- [Objective]: Reproduce the records below word for word, from their start up to and including the line that contains "top-left (0, 0), bottom-right (479, 120)", and leave the pictures out of your answer.

- [Records shown]:
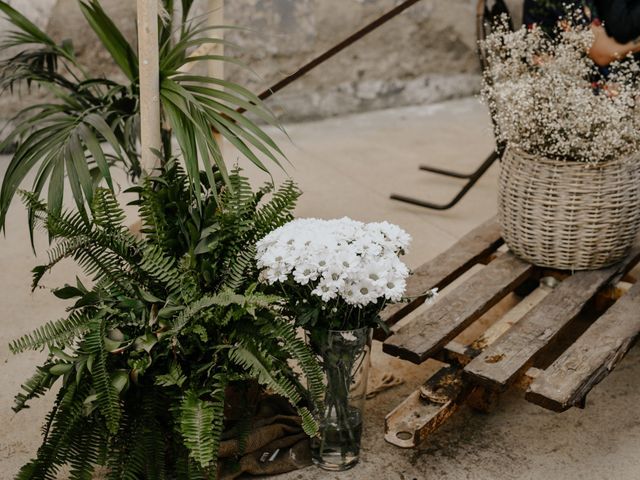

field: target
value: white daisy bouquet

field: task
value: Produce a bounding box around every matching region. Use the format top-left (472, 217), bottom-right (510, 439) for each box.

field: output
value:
top-left (256, 217), bottom-right (411, 330)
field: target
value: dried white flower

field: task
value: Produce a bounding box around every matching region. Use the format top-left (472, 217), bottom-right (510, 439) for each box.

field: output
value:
top-left (482, 13), bottom-right (640, 163)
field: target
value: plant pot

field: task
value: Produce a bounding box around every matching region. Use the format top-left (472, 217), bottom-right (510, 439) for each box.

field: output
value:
top-left (310, 328), bottom-right (373, 471)
top-left (498, 148), bottom-right (640, 270)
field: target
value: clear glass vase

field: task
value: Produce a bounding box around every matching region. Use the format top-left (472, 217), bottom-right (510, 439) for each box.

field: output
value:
top-left (310, 328), bottom-right (373, 471)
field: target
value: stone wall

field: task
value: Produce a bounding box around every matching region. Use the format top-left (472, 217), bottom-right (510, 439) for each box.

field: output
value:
top-left (0, 0), bottom-right (479, 120)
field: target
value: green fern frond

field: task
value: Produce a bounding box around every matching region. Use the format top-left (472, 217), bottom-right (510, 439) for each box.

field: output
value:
top-left (221, 168), bottom-right (257, 217)
top-left (229, 343), bottom-right (301, 405)
top-left (69, 417), bottom-right (107, 480)
top-left (16, 382), bottom-right (91, 480)
top-left (180, 384), bottom-right (226, 470)
top-left (155, 362), bottom-right (187, 387)
top-left (224, 244), bottom-right (256, 291)
top-left (263, 322), bottom-right (325, 407)
top-left (91, 188), bottom-right (125, 229)
top-left (139, 245), bottom-right (180, 293)
top-left (84, 319), bottom-right (121, 434)
top-left (255, 180), bottom-right (302, 240)
top-left (11, 364), bottom-right (59, 413)
top-left (9, 309), bottom-right (96, 353)
top-left (169, 290), bottom-right (246, 335)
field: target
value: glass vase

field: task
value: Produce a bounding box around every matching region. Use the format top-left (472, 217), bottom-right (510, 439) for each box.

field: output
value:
top-left (310, 328), bottom-right (373, 471)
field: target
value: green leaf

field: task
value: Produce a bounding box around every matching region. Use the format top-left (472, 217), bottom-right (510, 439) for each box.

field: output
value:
top-left (80, 0), bottom-right (138, 81)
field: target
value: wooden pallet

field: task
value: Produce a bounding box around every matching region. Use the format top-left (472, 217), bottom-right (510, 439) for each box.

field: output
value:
top-left (378, 219), bottom-right (640, 448)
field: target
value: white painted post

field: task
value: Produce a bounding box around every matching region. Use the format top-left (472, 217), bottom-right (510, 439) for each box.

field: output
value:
top-left (208, 0), bottom-right (224, 148)
top-left (209, 0), bottom-right (224, 79)
top-left (137, 0), bottom-right (162, 175)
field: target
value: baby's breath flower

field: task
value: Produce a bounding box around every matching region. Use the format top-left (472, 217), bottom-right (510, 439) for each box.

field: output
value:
top-left (481, 15), bottom-right (640, 163)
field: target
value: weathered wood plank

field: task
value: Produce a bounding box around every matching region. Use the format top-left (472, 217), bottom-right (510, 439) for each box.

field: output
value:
top-left (465, 248), bottom-right (640, 389)
top-left (443, 282), bottom-right (552, 365)
top-left (383, 252), bottom-right (534, 363)
top-left (384, 366), bottom-right (470, 448)
top-left (381, 217), bottom-right (503, 326)
top-left (385, 285), bottom-right (550, 448)
top-left (525, 283), bottom-right (640, 412)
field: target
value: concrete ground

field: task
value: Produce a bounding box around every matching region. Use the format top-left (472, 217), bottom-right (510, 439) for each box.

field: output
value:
top-left (0, 95), bottom-right (640, 480)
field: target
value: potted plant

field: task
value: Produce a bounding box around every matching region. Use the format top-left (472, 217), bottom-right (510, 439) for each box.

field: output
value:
top-left (0, 0), bottom-right (284, 237)
top-left (481, 15), bottom-right (640, 270)
top-left (10, 162), bottom-right (322, 479)
top-left (257, 218), bottom-right (410, 470)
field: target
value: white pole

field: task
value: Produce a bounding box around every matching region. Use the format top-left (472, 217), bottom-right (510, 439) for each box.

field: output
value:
top-left (208, 0), bottom-right (224, 79)
top-left (138, 0), bottom-right (162, 175)
top-left (208, 0), bottom-right (224, 148)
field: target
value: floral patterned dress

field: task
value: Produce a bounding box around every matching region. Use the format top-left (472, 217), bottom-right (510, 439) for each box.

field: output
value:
top-left (523, 0), bottom-right (598, 33)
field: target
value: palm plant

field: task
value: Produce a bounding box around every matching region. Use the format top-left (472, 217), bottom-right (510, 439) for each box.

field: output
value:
top-left (0, 0), bottom-right (283, 236)
top-left (10, 162), bottom-right (323, 479)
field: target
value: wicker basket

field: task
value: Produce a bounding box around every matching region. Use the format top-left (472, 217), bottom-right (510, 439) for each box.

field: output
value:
top-left (498, 149), bottom-right (640, 270)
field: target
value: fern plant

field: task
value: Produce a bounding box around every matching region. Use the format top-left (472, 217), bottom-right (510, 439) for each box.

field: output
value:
top-left (10, 162), bottom-right (323, 479)
top-left (0, 0), bottom-right (284, 236)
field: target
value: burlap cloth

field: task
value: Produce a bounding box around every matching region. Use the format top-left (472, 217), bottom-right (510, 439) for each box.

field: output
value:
top-left (218, 395), bottom-right (311, 480)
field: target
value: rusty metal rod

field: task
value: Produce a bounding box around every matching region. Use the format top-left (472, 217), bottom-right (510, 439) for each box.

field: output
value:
top-left (237, 0), bottom-right (420, 113)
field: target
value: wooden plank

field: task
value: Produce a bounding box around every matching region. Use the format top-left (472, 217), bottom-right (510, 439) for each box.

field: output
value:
top-left (385, 285), bottom-right (549, 448)
top-left (443, 282), bottom-right (552, 365)
top-left (525, 283), bottom-right (640, 412)
top-left (384, 366), bottom-right (469, 448)
top-left (383, 252), bottom-right (534, 363)
top-left (465, 248), bottom-right (640, 390)
top-left (381, 217), bottom-right (503, 326)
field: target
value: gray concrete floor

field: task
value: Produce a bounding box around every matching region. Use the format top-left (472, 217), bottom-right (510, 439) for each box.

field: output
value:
top-left (0, 95), bottom-right (640, 480)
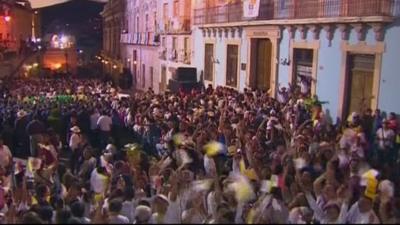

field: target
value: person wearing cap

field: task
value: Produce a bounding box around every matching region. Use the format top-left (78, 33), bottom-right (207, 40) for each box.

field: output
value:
top-left (376, 119), bottom-right (396, 163)
top-left (133, 205), bottom-right (152, 224)
top-left (26, 115), bottom-right (46, 157)
top-left (69, 126), bottom-right (82, 173)
top-left (97, 111), bottom-right (113, 149)
top-left (0, 135), bottom-right (13, 174)
top-left (306, 186), bottom-right (350, 224)
top-left (150, 194), bottom-right (169, 224)
top-left (108, 199), bottom-right (129, 224)
top-left (346, 195), bottom-right (380, 224)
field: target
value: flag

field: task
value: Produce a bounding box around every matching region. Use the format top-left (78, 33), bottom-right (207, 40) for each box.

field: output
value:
top-left (228, 175), bottom-right (255, 203)
top-left (243, 0), bottom-right (260, 18)
top-left (204, 141), bottom-right (224, 158)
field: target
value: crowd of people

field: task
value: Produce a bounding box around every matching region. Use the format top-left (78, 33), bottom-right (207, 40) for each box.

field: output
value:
top-left (0, 76), bottom-right (400, 224)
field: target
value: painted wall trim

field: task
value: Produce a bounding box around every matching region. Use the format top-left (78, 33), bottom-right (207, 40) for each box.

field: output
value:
top-left (338, 41), bottom-right (385, 119)
top-left (289, 39), bottom-right (321, 95)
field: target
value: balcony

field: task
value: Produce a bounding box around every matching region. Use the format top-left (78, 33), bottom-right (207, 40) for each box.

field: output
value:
top-left (121, 32), bottom-right (160, 46)
top-left (158, 47), bottom-right (167, 60)
top-left (194, 0), bottom-right (400, 25)
top-left (162, 17), bottom-right (191, 34)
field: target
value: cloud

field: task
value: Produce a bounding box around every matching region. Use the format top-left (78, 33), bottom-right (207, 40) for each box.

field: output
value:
top-left (30, 0), bottom-right (108, 9)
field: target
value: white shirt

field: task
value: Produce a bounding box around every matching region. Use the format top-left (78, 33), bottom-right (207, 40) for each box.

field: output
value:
top-left (0, 145), bottom-right (12, 167)
top-left (90, 169), bottom-right (109, 194)
top-left (97, 116), bottom-right (112, 132)
top-left (204, 155), bottom-right (217, 176)
top-left (108, 215), bottom-right (129, 224)
top-left (90, 112), bottom-right (100, 130)
top-left (376, 128), bottom-right (396, 149)
top-left (121, 200), bottom-right (136, 223)
top-left (69, 133), bottom-right (82, 151)
top-left (306, 194), bottom-right (348, 224)
top-left (346, 202), bottom-right (380, 224)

- [Exercise output]:
field: target
value: white daisy bouquet

field: task
value: Produce a bounding box around every matching region. Use the format top-left (472, 217), bottom-right (510, 439) for each box.

field: output
value:
top-left (256, 217), bottom-right (411, 330)
field: target
value: dried white flower

field: task
value: Produce a bounding box around every matching region. Use the format top-left (472, 217), bottom-right (510, 439) for each box.

field: output
value:
top-left (482, 13), bottom-right (640, 163)
field: target
value: plant pot

field: task
value: Produce a bounding box around every matching region. Use the format top-left (472, 217), bottom-right (510, 439) for each box.

field: output
value:
top-left (310, 328), bottom-right (373, 471)
top-left (498, 148), bottom-right (640, 270)
field: target
value: clear glass vase

field: task
value: Produce a bounding box around every matching region. Use the format top-left (472, 217), bottom-right (510, 439) for each box.

field: output
value:
top-left (310, 328), bottom-right (373, 471)
field: target
value: stone wall

field: task
value: Produce a bounding box around every matching region. Use the format top-left (472, 217), bottom-right (510, 439) for each box.

field: output
value:
top-left (0, 0), bottom-right (479, 120)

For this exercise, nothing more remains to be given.